# [ENTRIES SUPPLIED]
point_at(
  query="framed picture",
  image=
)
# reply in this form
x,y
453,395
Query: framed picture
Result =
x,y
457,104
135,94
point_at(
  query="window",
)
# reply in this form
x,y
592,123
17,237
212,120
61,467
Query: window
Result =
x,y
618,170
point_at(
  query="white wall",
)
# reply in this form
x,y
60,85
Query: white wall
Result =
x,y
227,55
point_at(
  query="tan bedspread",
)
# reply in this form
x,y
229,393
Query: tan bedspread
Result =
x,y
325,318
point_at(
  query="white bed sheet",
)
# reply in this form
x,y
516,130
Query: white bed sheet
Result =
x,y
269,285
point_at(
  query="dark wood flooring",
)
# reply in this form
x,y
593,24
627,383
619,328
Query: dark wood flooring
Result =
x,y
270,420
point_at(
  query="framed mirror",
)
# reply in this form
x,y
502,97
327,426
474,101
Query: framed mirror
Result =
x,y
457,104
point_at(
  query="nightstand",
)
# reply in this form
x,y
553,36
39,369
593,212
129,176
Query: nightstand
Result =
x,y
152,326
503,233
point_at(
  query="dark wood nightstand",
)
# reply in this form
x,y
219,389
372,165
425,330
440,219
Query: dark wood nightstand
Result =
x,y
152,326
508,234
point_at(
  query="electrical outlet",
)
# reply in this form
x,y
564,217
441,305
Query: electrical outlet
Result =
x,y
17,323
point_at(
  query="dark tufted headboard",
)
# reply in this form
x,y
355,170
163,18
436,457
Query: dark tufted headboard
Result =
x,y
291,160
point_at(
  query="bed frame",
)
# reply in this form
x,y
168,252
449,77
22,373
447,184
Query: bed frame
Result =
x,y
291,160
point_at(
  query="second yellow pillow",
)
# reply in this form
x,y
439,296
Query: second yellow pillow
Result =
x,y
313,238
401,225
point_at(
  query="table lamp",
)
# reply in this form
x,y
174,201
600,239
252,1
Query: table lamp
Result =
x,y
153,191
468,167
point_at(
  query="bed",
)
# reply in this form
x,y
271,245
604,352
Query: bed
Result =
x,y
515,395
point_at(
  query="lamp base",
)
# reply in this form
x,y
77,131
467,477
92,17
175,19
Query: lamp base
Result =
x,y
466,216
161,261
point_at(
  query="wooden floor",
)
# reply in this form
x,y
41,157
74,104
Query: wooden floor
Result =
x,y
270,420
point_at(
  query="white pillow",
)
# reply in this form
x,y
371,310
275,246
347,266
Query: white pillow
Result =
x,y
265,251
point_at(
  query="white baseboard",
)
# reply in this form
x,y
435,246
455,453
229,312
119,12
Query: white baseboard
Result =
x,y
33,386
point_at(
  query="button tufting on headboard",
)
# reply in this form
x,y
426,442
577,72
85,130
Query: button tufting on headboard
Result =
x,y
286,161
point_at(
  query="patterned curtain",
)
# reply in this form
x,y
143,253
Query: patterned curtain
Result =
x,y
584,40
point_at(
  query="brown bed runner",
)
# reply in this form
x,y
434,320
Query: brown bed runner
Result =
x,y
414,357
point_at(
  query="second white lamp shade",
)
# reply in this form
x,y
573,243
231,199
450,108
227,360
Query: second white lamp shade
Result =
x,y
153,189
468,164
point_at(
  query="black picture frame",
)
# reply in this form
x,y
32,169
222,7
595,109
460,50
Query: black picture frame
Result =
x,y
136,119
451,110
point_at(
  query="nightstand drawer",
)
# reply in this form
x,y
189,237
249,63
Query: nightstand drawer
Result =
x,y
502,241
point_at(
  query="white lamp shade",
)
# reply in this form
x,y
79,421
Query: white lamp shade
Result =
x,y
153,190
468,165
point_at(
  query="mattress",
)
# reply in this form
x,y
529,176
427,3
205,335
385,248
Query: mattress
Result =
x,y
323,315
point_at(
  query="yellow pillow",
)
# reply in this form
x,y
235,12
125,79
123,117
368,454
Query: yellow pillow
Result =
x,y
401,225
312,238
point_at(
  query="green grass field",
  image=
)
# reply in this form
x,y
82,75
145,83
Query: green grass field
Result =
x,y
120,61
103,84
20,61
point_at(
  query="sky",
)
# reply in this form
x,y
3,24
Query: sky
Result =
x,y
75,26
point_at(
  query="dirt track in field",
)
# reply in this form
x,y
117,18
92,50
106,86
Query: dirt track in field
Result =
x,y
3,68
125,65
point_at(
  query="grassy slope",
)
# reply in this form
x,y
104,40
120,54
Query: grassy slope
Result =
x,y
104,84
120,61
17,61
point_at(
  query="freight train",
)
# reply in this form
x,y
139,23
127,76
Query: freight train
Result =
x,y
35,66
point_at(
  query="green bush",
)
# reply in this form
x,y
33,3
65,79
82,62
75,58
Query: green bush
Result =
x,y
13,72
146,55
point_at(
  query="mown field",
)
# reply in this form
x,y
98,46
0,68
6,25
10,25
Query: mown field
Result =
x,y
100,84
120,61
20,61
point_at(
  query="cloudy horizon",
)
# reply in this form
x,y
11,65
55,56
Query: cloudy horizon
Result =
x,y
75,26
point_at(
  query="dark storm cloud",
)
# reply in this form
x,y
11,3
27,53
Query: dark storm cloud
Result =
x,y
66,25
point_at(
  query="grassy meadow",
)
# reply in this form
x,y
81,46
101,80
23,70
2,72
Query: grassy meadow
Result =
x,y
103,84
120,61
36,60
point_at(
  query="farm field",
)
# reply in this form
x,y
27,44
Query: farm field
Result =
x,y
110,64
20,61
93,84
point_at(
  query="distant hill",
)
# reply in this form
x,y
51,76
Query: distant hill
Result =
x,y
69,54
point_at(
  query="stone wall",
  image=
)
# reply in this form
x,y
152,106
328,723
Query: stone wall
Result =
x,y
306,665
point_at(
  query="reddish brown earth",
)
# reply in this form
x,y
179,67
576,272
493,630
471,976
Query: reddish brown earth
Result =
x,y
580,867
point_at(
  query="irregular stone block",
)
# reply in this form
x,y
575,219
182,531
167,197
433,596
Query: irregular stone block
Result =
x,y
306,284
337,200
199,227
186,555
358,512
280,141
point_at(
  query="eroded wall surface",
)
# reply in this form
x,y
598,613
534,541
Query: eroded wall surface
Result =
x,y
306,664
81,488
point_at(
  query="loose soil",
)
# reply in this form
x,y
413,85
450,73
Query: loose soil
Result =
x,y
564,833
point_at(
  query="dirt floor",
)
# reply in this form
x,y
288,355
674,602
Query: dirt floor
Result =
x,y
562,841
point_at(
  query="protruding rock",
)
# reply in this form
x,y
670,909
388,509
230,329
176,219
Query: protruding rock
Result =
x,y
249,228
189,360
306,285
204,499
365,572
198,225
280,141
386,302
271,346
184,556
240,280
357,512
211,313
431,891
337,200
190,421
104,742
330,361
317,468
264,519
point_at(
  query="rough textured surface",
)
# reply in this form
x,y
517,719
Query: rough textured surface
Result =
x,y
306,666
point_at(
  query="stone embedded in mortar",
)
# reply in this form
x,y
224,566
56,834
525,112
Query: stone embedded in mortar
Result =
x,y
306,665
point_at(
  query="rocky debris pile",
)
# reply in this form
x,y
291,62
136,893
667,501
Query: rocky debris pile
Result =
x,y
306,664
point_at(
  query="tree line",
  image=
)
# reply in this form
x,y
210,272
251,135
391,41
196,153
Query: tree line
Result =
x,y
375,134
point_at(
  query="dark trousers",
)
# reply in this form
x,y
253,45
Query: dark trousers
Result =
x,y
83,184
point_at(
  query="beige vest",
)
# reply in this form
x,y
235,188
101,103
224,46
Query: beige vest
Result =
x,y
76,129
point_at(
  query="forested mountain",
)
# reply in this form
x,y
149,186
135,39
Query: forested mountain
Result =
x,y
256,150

# [YOUR GOAL]
Please give an exact copy of every entry.

# [RESULT OF THE TASK]
point_at(
  query="framed picture",
  image=
)
# reply in this form
x,y
453,395
Query: framed picture
Result =
x,y
457,104
135,94
point_at(
  query="window",
)
# reply in this form
x,y
592,123
17,237
212,120
61,467
Query: window
Result =
x,y
618,170
point_at(
  query="white wall",
)
# reply in this form
x,y
60,85
Query: white wall
Result =
x,y
227,55
point_at(
  query="tan bedspread",
)
# reply in this form
x,y
229,393
Query: tan bedspread
Result =
x,y
325,318
point_at(
  query="white bed sheet",
)
# reply in this form
x,y
516,130
Query: white bed sheet
Result =
x,y
269,285
point_at(
  query="dark wood flooring",
)
# reply in this form
x,y
593,24
627,383
619,328
Query: dark wood flooring
Result =
x,y
270,420
point_at(
  query="framed mirror",
)
# reply in this form
x,y
502,97
327,426
474,101
Query: framed mirror
Result =
x,y
457,104
point_at(
  query="nightstand",
)
# reply in this form
x,y
553,36
39,369
593,212
129,176
Query: nightstand
Result =
x,y
152,326
503,233
point_at(
  query="dark wood nightstand",
)
# reply in this form
x,y
219,389
372,165
425,330
440,219
Query: dark wood nightstand
Result =
x,y
152,326
508,234
point_at(
  query="electrical outlet",
)
# reply in this form
x,y
564,217
441,305
Query: electrical outlet
Result =
x,y
17,323
point_at(
  query="dark tufted headboard",
)
# reply in this form
x,y
355,170
163,18
436,457
Query: dark tufted headboard
Result =
x,y
291,160
point_at(
  query="bed frame",
)
# reply in this form
x,y
168,252
449,77
22,373
447,184
Query: bed frame
Result =
x,y
291,160
point_at(
  query="second yellow pillow",
)
# reply in this form
x,y
439,296
Query: second yellow pillow
Result =
x,y
313,238
401,225
point_at(
  query="table lamp",
)
# reply in this form
x,y
174,201
600,239
252,1
Query: table lamp
Result =
x,y
153,191
468,167
point_at(
  query="bed",
)
# reply in this form
x,y
271,245
604,352
Query: bed
Result =
x,y
515,395
point_at(
  query="lamp base",
)
# reply in this form
x,y
77,131
467,477
92,17
175,19
Query: lamp base
Result =
x,y
466,216
161,261
point_at(
  query="wooden floor",
)
# reply in this form
x,y
41,157
74,104
Query: wooden floor
Result =
x,y
270,420
point_at(
  query="white pillow",
)
# reply in this form
x,y
371,310
275,246
347,266
Query: white pillow
Result =
x,y
265,251
point_at(
  query="white baseboard",
)
# reply in this form
x,y
435,246
455,453
229,312
119,12
Query: white baseboard
Result =
x,y
33,386
point_at(
  query="button tufting on headboard",
)
# reply in this form
x,y
426,442
577,72
85,130
Query: button tufting on headboard
Result =
x,y
286,161
point_at(
  query="patterned curtain",
)
# reply in this form
x,y
143,253
Query: patterned curtain
Result =
x,y
584,40
point_at(
  query="brown bed runner",
)
# reply in this form
x,y
434,320
Query: brown bed runner
Result =
x,y
414,357
point_at(
  query="second white lamp shade",
)
# reply in this form
x,y
573,243
231,199
450,108
227,360
Query: second white lamp shade
Result =
x,y
153,189
468,164
point_at(
  query="black picture frame",
)
# reply in this form
x,y
32,169
222,7
595,109
460,50
Query: black picture frame
Result =
x,y
136,119
451,110
point_at(
  query="nightstand drawer",
)
# reply in this form
x,y
189,237
249,63
Query: nightstand drawer
Result =
x,y
502,241
point_at(
  query="white lamp shade",
)
# reply in this form
x,y
79,421
Query: white lamp shade
Result =
x,y
153,190
468,165
point_at(
  query="mattress",
)
# reply in this form
x,y
529,176
427,3
205,335
385,248
Query: mattress
Result =
x,y
323,315
point_at(
  query="yellow pillow",
)
# reply in this form
x,y
235,12
125,79
123,117
368,454
Query: yellow pillow
Result =
x,y
401,225
312,238
point_at(
  query="green grass field",
  image=
)
# reply in this form
x,y
82,75
145,83
Query: green grass field
Result =
x,y
120,61
103,84
20,61
point_at(
  query="sky",
)
# reply in this form
x,y
3,24
Query: sky
Result =
x,y
75,26
point_at(
  query="dirt track in field",
)
# reply in this form
x,y
117,18
92,50
106,86
Query: dirt track in field
Result =
x,y
3,68
125,65
point_at(
  query="grassy slope",
)
# reply in this form
x,y
104,40
120,54
Query: grassy slope
Result =
x,y
104,84
120,61
17,61
point_at(
  query="freight train",
)
# reply in this form
x,y
139,23
127,76
Query: freight train
Result =
x,y
35,66
point_at(
  query="green bush",
)
# reply in this form
x,y
33,3
65,79
82,62
75,58
Query: green bush
Result =
x,y
13,72
146,55
point_at(
  query="mown field",
)
# reply in this form
x,y
98,46
0,68
6,25
10,25
Query: mown field
Result =
x,y
100,84
120,61
20,61
point_at(
  query="cloudy horizon",
)
# reply in this form
x,y
11,65
55,56
Query: cloudy horizon
Result =
x,y
75,26
point_at(
  query="dark storm cloud",
)
# reply in this form
x,y
11,3
27,53
Query: dark storm cloud
Result =
x,y
66,25
point_at(
  query="grassy meadow",
)
# reply in this form
x,y
81,46
101,80
23,70
2,72
Query: grassy meadow
Result =
x,y
103,84
120,61
36,60
point_at(
  query="farm field",
)
# reply in this form
x,y
27,44
Query: farm field
Result =
x,y
110,64
20,61
93,84
point_at(
  query="distant hill",
)
# reply in this form
x,y
51,76
Query: distant hill
Result =
x,y
69,54
point_at(
  query="stone wall",
  image=
)
# reply in this form
x,y
152,106
328,723
Query: stone wall
Result =
x,y
306,665
point_at(
  query="reddish brown earth",
)
# reply in this form
x,y
179,67
576,272
493,630
471,976
Query: reddish brown earth
Result =
x,y
580,867
point_at(
  query="irregular stone block",
)
# reply in this form
x,y
575,219
182,531
167,197
433,596
Query: irregular stone block
Result =
x,y
306,284
337,200
199,227
186,555
358,512
280,141
point_at(
  query="eroded wall surface",
)
# reply in this form
x,y
598,613
534,541
Query: eroded wall surface
Result =
x,y
306,664
81,488
point_at(
  query="loose soil",
)
# reply in this form
x,y
413,85
450,73
Query: loose soil
Result =
x,y
564,833
point_at(
  query="dirt floor",
)
# reply in this form
x,y
288,355
674,602
Query: dirt floor
Result =
x,y
562,841
point_at(
  query="protruding rock",
)
# reply in this form
x,y
670,909
388,509
230,329
176,219
Query: protruding rock
Result =
x,y
249,228
189,360
306,285
204,499
365,572
198,225
280,141
386,302
271,346
184,556
240,280
357,512
211,313
431,891
337,200
190,421
104,742
330,361
317,468
264,519
point_at(
  query="rough textured surface",
)
# reply in this form
x,y
517,719
Query: rough textured surface
Result =
x,y
306,666
point_at(
  query="stone embedded in mortar",
)
# reply in this form
x,y
224,566
56,834
525,112
Query: stone embedded in mortar
Result =
x,y
306,665
point_at(
  query="rocky debris pile",
)
# reply in this form
x,y
291,62
136,893
667,501
Query: rocky debris pile
Result =
x,y
306,664
point_at(
  query="tree line",
  image=
)
# reply in this form
x,y
210,272
251,135
391,41
196,153
Query: tree line
Result =
x,y
375,134
point_at(
  query="dark trousers",
)
# reply in this form
x,y
253,45
Query: dark trousers
Result =
x,y
83,184
point_at(
  query="beige vest",
)
# reply in this form
x,y
235,188
101,103
224,46
Query: beige vest
Result =
x,y
76,129
point_at(
  query="forested mountain",
)
# reply in this form
x,y
149,186
135,39
Query: forested mountain
Result =
x,y
256,150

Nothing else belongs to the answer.